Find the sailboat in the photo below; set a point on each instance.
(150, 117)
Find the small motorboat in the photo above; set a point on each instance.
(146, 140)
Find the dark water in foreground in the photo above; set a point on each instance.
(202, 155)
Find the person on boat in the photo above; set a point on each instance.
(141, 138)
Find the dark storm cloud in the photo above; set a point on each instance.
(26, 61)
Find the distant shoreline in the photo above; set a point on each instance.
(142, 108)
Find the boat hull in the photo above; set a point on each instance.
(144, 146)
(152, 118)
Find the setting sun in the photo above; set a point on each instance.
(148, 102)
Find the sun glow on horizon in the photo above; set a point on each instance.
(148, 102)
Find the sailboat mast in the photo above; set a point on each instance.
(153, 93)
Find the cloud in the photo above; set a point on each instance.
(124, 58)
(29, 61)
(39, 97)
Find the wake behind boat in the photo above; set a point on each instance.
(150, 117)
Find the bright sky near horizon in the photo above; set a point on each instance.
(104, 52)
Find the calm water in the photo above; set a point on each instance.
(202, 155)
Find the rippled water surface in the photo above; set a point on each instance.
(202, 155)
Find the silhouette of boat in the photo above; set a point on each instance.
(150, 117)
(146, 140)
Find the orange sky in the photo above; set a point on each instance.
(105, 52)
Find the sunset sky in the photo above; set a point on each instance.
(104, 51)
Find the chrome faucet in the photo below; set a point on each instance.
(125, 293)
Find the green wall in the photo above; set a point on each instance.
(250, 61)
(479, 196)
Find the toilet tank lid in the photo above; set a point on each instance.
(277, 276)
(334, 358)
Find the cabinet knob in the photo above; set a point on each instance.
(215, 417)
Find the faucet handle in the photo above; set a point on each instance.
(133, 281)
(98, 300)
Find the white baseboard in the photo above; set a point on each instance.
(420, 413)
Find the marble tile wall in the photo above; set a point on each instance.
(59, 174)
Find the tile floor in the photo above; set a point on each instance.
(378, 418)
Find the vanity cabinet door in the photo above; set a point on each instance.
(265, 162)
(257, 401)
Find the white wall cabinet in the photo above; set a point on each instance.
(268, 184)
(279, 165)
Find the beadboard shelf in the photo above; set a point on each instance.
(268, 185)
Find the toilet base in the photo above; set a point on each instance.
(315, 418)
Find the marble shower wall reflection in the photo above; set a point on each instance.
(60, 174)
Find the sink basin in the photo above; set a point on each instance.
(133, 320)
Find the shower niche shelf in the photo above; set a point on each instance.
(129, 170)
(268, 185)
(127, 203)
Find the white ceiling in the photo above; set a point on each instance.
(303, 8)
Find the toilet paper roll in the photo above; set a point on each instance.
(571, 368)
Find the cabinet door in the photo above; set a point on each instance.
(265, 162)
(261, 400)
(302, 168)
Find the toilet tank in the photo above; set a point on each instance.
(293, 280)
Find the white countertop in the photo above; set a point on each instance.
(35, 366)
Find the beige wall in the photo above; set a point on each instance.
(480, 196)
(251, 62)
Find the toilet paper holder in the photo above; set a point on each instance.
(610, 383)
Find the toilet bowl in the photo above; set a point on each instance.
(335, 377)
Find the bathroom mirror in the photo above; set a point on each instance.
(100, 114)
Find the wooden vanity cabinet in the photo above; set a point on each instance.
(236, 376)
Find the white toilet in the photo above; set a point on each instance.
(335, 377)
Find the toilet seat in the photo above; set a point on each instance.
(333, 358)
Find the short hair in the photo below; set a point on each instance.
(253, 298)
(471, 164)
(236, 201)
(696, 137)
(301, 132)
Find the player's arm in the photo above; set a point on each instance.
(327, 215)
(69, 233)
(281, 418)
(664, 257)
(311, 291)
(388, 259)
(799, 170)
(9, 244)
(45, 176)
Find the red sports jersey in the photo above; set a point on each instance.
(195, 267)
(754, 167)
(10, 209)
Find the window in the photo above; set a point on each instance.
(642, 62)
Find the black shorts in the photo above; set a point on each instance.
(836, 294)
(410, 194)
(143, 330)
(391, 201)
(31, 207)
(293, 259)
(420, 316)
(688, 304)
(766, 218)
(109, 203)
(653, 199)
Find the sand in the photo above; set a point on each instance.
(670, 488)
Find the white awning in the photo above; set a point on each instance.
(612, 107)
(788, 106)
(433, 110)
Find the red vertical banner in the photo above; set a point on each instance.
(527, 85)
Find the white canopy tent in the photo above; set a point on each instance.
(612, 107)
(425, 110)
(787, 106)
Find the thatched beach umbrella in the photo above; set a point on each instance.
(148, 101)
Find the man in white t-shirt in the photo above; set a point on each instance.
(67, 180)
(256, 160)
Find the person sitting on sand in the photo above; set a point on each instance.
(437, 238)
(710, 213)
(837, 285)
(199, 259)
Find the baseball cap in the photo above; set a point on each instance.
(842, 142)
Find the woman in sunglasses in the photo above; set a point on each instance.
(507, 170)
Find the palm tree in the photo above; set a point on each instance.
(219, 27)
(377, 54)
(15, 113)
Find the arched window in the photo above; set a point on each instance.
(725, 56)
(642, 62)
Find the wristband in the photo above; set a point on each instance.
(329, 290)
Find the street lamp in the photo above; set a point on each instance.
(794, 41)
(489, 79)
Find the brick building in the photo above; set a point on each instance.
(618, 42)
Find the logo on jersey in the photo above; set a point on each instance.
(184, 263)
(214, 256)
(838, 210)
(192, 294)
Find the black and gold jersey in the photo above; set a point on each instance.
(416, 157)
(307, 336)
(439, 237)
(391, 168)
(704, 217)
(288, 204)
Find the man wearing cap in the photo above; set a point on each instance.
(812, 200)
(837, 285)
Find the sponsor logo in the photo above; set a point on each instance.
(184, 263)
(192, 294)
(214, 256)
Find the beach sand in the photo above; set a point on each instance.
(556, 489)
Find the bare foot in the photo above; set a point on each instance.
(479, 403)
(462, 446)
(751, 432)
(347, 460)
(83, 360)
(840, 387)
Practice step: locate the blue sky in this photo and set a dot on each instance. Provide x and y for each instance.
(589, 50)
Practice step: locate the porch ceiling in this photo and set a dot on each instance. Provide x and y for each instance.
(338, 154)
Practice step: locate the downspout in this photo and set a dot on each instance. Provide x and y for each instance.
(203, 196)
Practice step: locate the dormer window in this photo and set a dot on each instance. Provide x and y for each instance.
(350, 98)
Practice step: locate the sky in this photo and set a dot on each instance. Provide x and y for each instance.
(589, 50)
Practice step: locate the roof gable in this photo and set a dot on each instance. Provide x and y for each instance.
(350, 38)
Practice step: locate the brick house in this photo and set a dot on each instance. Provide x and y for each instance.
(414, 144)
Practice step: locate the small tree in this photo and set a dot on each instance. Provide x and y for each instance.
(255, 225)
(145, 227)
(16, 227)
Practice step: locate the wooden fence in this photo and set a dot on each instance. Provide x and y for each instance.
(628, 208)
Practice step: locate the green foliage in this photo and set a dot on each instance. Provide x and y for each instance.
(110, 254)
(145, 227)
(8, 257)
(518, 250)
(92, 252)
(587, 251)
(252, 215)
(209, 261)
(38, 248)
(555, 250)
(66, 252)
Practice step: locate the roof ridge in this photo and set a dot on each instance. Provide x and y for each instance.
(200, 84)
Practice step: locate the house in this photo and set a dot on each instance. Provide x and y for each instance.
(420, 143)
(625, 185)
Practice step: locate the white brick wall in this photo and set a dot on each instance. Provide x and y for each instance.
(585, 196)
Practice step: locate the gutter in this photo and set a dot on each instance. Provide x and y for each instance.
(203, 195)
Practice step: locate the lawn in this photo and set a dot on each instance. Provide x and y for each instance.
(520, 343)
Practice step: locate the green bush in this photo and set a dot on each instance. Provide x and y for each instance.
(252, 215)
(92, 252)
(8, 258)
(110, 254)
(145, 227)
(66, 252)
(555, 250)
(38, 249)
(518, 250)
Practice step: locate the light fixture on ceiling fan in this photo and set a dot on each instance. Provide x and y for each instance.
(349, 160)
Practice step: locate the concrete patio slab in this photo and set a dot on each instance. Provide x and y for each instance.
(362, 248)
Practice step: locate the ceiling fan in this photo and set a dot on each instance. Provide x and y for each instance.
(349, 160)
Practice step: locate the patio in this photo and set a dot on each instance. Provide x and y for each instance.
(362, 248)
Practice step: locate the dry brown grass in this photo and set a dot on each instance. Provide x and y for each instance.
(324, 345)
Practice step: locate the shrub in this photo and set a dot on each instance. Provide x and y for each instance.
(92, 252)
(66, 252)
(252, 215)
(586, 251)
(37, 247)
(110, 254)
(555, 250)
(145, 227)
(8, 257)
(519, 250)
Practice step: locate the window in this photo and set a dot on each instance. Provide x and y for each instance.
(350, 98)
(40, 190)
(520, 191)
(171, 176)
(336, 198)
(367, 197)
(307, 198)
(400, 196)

○ ○ ○

For this exercise, the answer is the lines from the one containing "Practice step: locate the window" through the end of the listing above, reproduced exactly.

* _Answer for the task_
Practice step: locate the window in this photo and set a dot on each instance. Provide x and y for each instance.
(350, 98)
(40, 190)
(520, 191)
(171, 176)
(336, 198)
(367, 197)
(307, 198)
(400, 196)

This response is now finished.